Work task → Search the data for the word "long" and copy every line that contains it.

Records for this task →
--
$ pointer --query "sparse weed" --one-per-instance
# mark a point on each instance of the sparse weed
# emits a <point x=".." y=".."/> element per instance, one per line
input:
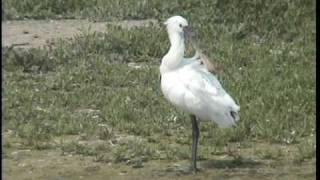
<point x="268" y="51"/>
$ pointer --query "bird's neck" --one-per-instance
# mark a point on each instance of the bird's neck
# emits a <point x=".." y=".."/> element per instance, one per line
<point x="173" y="58"/>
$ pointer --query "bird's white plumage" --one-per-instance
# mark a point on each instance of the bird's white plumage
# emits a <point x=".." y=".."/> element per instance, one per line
<point x="188" y="85"/>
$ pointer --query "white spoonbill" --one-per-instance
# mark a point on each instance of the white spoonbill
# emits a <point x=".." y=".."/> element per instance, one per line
<point x="188" y="85"/>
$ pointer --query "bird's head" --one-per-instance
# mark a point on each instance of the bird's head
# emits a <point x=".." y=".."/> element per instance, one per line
<point x="178" y="24"/>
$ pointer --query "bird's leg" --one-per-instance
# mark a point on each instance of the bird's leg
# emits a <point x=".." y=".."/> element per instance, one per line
<point x="195" y="138"/>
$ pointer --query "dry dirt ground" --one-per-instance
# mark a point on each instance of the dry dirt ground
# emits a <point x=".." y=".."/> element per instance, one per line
<point x="21" y="163"/>
<point x="35" y="33"/>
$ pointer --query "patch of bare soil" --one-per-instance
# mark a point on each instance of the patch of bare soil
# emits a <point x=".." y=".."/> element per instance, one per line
<point x="36" y="33"/>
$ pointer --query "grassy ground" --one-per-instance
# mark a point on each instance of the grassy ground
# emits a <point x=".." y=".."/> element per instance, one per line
<point x="103" y="88"/>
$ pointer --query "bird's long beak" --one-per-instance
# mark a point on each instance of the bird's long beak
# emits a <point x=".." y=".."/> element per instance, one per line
<point x="188" y="32"/>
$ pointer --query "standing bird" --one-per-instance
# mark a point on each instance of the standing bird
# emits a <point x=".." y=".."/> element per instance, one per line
<point x="188" y="85"/>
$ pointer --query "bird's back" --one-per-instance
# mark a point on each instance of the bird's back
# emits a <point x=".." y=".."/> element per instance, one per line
<point x="194" y="89"/>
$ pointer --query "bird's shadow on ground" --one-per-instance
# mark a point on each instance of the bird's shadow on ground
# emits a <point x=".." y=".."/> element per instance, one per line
<point x="209" y="165"/>
<point x="230" y="163"/>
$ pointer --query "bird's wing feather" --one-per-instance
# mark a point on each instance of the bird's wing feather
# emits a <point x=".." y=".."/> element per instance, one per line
<point x="196" y="78"/>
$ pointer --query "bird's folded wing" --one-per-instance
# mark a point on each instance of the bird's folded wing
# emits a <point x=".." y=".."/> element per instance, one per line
<point x="200" y="82"/>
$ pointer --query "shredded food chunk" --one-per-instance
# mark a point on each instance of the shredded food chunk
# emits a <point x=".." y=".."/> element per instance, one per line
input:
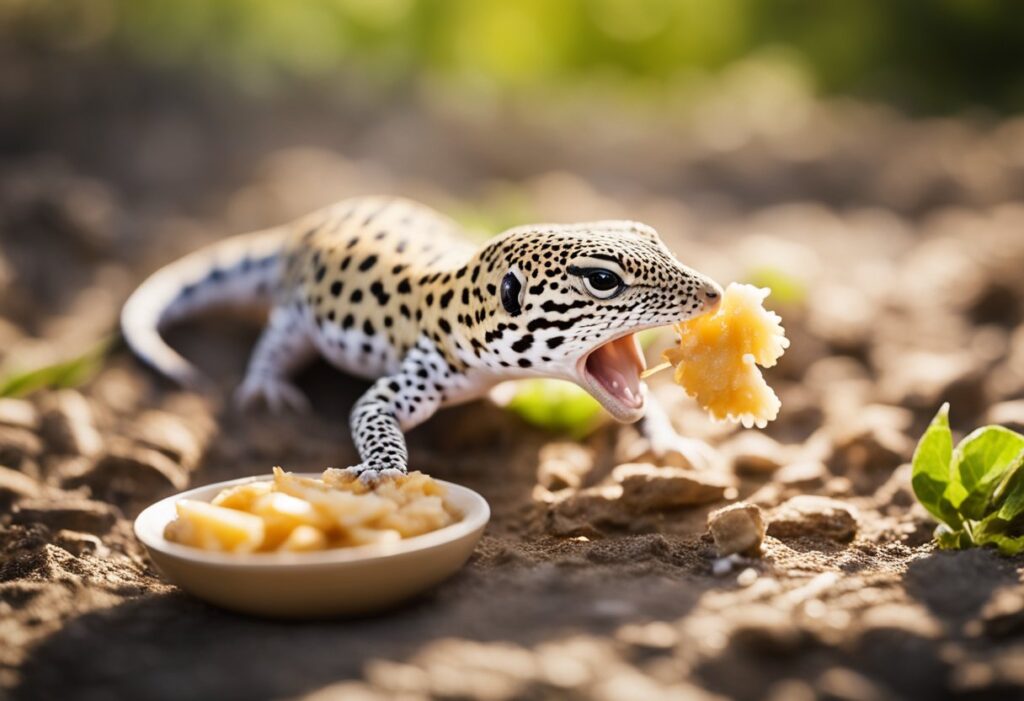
--
Solution to the problem →
$ pointer --query "bird's long beak" --one-per-instance
# mark a point on each instance of the bird's long beak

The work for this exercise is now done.